### Exercise aim
Extract every one of the lines below word for word, but leave the pictures out of your answer.

[Dataset excerpts on pointing at objects]
------------------------------------
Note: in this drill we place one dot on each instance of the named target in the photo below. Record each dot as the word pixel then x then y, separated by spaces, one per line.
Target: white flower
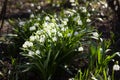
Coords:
pixel 76 33
pixel 32 28
pixel 42 38
pixel 95 35
pixel 32 5
pixel 60 34
pixel 54 38
pixel 88 20
pixel 32 38
pixel 72 1
pixel 93 78
pixel 79 22
pixel 116 67
pixel 38 19
pixel 38 7
pixel 37 51
pixel 65 22
pixel 47 18
pixel 27 44
pixel 83 9
pixel 36 24
pixel 69 34
pixel 32 16
pixel 80 49
pixel 71 78
pixel 65 66
pixel 31 53
pixel 53 30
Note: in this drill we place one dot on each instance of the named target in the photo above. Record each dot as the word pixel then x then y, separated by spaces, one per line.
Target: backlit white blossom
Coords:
pixel 32 28
pixel 31 53
pixel 37 51
pixel 27 44
pixel 116 67
pixel 79 22
pixel 80 49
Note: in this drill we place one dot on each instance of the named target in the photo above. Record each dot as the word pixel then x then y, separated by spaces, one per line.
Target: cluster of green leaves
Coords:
pixel 98 60
pixel 55 40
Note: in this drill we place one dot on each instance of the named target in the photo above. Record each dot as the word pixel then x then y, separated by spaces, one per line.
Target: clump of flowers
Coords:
pixel 56 40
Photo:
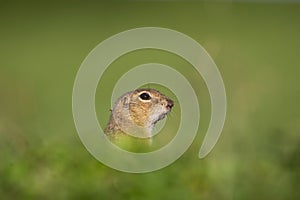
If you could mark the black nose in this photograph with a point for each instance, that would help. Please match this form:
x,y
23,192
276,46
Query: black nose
x,y
170,103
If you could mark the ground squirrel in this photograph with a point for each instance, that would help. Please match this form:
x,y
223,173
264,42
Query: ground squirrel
x,y
135,113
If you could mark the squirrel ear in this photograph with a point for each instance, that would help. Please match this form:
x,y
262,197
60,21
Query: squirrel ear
x,y
125,102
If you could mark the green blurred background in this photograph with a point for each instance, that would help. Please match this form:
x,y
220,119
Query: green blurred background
x,y
256,47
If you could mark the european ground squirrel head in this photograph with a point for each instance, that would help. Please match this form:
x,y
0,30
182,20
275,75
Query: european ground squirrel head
x,y
137,112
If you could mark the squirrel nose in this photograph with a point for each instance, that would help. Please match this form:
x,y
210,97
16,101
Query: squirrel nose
x,y
170,103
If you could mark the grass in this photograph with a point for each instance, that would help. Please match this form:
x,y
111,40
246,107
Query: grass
x,y
256,48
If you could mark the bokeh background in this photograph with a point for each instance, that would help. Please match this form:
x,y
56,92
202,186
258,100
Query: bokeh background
x,y
256,46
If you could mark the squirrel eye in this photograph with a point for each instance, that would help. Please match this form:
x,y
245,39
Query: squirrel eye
x,y
145,96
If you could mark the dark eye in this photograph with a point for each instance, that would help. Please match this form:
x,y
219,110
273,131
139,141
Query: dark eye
x,y
145,96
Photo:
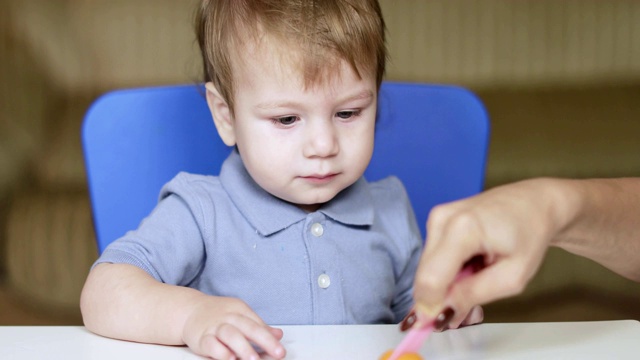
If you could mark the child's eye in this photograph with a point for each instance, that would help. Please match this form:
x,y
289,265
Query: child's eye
x,y
285,120
347,114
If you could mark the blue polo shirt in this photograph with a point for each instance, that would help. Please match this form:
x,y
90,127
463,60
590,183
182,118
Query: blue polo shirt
x,y
351,262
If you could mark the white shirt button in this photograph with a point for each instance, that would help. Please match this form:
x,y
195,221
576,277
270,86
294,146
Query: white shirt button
x,y
324,281
317,230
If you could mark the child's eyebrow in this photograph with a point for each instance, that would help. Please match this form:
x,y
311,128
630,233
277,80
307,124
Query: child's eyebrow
x,y
363,95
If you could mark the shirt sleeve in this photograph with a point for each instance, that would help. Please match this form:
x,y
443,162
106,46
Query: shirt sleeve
x,y
411,244
168,244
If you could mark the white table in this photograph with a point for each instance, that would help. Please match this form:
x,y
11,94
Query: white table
x,y
535,341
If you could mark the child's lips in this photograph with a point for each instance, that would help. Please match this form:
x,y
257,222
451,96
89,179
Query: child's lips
x,y
319,178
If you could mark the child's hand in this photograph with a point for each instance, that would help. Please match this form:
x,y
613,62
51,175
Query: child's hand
x,y
225,328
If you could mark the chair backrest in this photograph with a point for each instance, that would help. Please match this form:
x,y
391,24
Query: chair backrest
x,y
433,137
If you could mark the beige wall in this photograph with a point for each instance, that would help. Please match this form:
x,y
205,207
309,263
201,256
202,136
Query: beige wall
x,y
89,44
514,43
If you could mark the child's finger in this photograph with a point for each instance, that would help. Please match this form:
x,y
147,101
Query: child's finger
x,y
265,337
236,341
210,346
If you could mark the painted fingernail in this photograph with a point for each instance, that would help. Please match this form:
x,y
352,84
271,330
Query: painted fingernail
x,y
408,321
443,319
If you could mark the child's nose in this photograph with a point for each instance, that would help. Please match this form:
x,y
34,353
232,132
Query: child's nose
x,y
321,140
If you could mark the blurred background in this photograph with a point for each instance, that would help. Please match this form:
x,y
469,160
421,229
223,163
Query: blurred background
x,y
560,80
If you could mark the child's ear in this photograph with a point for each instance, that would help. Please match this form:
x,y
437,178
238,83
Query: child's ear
x,y
221,115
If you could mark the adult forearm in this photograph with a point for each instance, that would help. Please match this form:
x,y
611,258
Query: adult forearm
x,y
605,225
124,302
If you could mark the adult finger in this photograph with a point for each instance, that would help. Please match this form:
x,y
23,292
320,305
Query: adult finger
x,y
440,264
498,280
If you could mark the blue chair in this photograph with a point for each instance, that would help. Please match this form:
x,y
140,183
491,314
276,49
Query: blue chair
x,y
433,137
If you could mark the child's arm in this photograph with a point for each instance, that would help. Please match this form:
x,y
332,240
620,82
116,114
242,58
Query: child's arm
x,y
124,302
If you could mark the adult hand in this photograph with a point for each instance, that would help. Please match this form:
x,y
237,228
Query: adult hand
x,y
509,226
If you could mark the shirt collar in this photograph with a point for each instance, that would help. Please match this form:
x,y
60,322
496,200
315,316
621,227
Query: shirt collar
x,y
269,214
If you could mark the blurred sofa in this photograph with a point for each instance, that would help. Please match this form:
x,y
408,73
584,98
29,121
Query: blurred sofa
x,y
58,56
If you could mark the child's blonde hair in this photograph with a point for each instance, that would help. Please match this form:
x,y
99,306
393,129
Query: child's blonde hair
x,y
321,31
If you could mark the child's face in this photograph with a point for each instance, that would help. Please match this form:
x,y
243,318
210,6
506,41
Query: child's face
x,y
303,145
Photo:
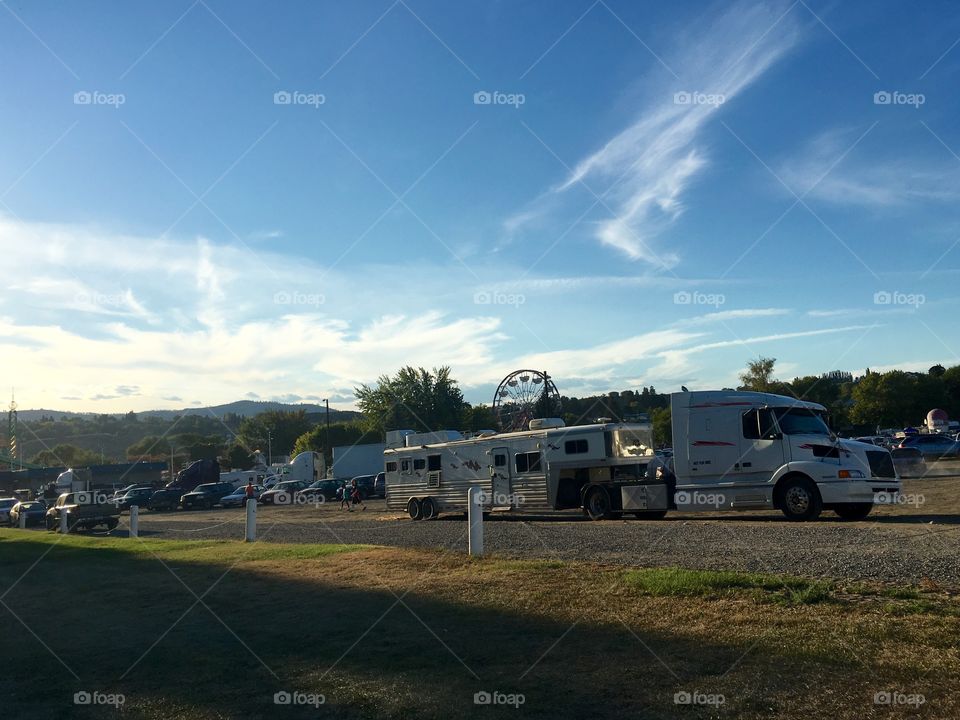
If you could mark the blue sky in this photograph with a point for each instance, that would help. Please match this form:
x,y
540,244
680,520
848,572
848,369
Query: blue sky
x,y
620,193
------------------------------------
### Solution to this task
Note: in this drill we place one dot on each instance of the named target in the photo below. Record each dot as the word pixel then x then y, separated by spaces, one per line.
Target: white flower
Coords:
pixel 76 33
pixel 32 28
pixel 42 38
pixel 95 35
pixel 32 5
pixel 60 34
pixel 54 38
pixel 88 20
pixel 32 38
pixel 72 1
pixel 93 78
pixel 79 22
pixel 116 67
pixel 38 19
pixel 38 7
pixel 37 51
pixel 65 22
pixel 47 18
pixel 27 44
pixel 83 9
pixel 36 24
pixel 69 34
pixel 32 16
pixel 80 49
pixel 71 78
pixel 65 66
pixel 31 53
pixel 53 30
Note: in this drill we place one dot on each instance of the named target in the photo above. Record each dot as the word pixel then x then y, separated by spaces, one per line.
Target: backlit white blossom
Coords:
pixel 32 28
pixel 31 53
pixel 37 51
pixel 27 44
pixel 116 67
pixel 79 22
pixel 80 49
Note: in this drill we place one dot on each instance of the named target in the photo above. Record each dot as the word pixel then x then y, separated by spaces, one per line.
Target: cluster of green leaves
Coords:
pixel 98 60
pixel 55 40
Note: in this drill we place one dot on each instance of the named target in the photo above. Record each dot as the word pixel then x then y, separated by spaces, one per line.
Target: clump of flowers
Coords:
pixel 56 40
Photo:
If you could mark the black nose in this photograph with a point for each instance, that would help. Please match this form:
x,y
23,192
276,46
Query: black nose
x,y
170,103
If you could mark the ground squirrel in this photograph with a point for each instance, that would help. Please match this form:
x,y
223,173
264,42
Query: ground squirrel
x,y
135,113
If you could mark the squirrel ear in this photograph with a point for each instance, that would help. Please match this form:
x,y
262,197
60,21
Query: squirrel ear
x,y
125,102
If you could mark the green blurred background in this photograph with a point for each instance, that would help. Please match this form:
x,y
220,119
Query: green blurred background
x,y
256,47
If you could mark the european ground squirrel head in this photograph with a point for each instance, that would help. Please match this form:
x,y
0,30
182,20
275,75
Query: european ground squirrel head
x,y
137,112
If you could mark the squirrel nose in this photograph with a point for each instance, that would help. Please match this form:
x,y
210,97
16,101
Query: squirrel nose
x,y
170,103
If you could mark the grass in this photograph with a point for each instance, that would help. Please match this form:
x,y
111,40
246,107
Query: grass
x,y
256,48
If you could mark the bokeh background in this photograph with a point for each instance, that would help. Please match this form:
x,y
56,92
202,186
258,100
Query: bokeh background
x,y
256,46
If you could mark the squirrel eye in this photograph with a point for each instance, that would help. Please match this form:
x,y
245,39
Query: squirrel eye
x,y
145,96
If you could mark the dark eye in this photograph with a point for each instance, that would help. Please match this form:
x,y
219,110
273,131
139,141
Query: dark eye
x,y
145,96
Photo:
If you could mark the child's eye in this photograph with a point for each instance, that would help. Please match this form:
x,y
289,265
Query: child's eye
x,y
285,120
347,114
If you could mark the blue polo shirt in this photograph with a point for each instance, that would help. Please match this form:
x,y
90,127
463,60
590,183
182,118
Query: blue polo shirt
x,y
351,262
If you could mark the white shirt button in this photograph with a point for each instance, that would help. Please match this form:
x,y
195,221
576,277
270,86
294,146
Query: white shirt button
x,y
324,281
317,230
If you could mark the child's eyebrow in this photograph with a point for each instance, that would help. Please match this form:
x,y
311,128
630,233
277,80
307,124
Query: child's eyebrow
x,y
363,95
If you could mark the shirt sleeve in this photograph with a point for each instance, that would help. Please match this form:
x,y
443,162
106,46
Query: shirt sleeve
x,y
411,244
168,244
If you could mark the white table in this photograph with a point for each instance, that would help. Please match this form:
x,y
11,94
Query: white table
x,y
535,341
If you could mark the child's lips in this photograph with a point for each instance, that would help. Please match this form:
x,y
257,222
451,96
89,179
Query: child's lips
x,y
319,178
If you could mark the child's hand in this photograph with a point for each instance, that would help. Please match this form:
x,y
613,62
51,175
Query: child's hand
x,y
225,328
If you could mark the chair backrest in this photograph with a point for each instance, that would help. Please match this form:
x,y
391,24
Query: chair backrest
x,y
433,137
If you could mark the beige wall in this photograph with a point for each instance, that would help. Please match this form:
x,y
205,207
309,263
201,256
202,136
Query: beige wall
x,y
89,44
514,43
If you could mark the child's finger in this photograph with a point for each instance, that would help. Please match this form:
x,y
147,101
Query: child's finger
x,y
265,337
236,341
210,346
If you could mark the painted fingernail in this photograph with a point for each instance, that would help. Please match this form:
x,y
352,84
271,330
Query: painted fingernail
x,y
408,321
443,319
If you could mark the child's nose in this photograph with a point for each instance, that would help. Please match this form:
x,y
34,353
232,132
Query: child's nose
x,y
321,140
If you could mark the blurred background in this photograph with a point for each instance, that would help. Please match this form:
x,y
469,160
421,229
223,163
Query: blurred background
x,y
560,80
If you could mark the child's ear in this photograph with a point for each instance, that would help. Please match this form:
x,y
437,178
238,83
Query: child's ear
x,y
221,115
If you could mark the adult forearm in this photograph with a point for each instance, that would help. Please match this form:
x,y
611,258
Query: adult forearm
x,y
605,225
124,302
If you could mark the adult finger in this photograph with a point for each instance, that would help. Please match this form:
x,y
23,292
320,305
Query: adult finger
x,y
440,264
498,280
If you could mark the blue chair in this photograph with a point for each instance, that would help. Please match this form:
x,y
140,183
491,314
276,49
Query: blue chair
x,y
433,137
If you could mark the child's arm in this photograph with a point for each instance, that would help. Please match this form:
x,y
332,240
620,82
116,114
242,58
Query: child's arm
x,y
124,302
If you could mark the adult hand in this photograph with a point for each instance, that would help. Please match this form:
x,y
237,228
Query: adult hand
x,y
509,226
If you could mark the shirt collar in this photograph with a point for each instance, that would help. Please match this form:
x,y
60,322
496,200
315,316
621,227
Query: shirt collar
x,y
269,214
If you could mark the blurred sofa in this photograph with a point for each instance, that would help. Please match this form:
x,y
408,73
584,98
29,121
Query: blurred sofa
x,y
58,56
If you could mark the child's blonde hair in this photograph with a point for each instance, that would help. Please match this form:
x,y
99,306
393,129
Query: child's blonde hair
x,y
321,31
If you could mark the child's face in this photograph with a point for each instance, that would help. Please match this form:
x,y
243,318
210,6
506,41
Query: child's face
x,y
303,145
Photo:
If you could mark the blue sky in this photograph with a point for each instance, that would help. Please match this form:
x,y
540,244
680,520
848,572
848,369
Query: blue sky
x,y
620,193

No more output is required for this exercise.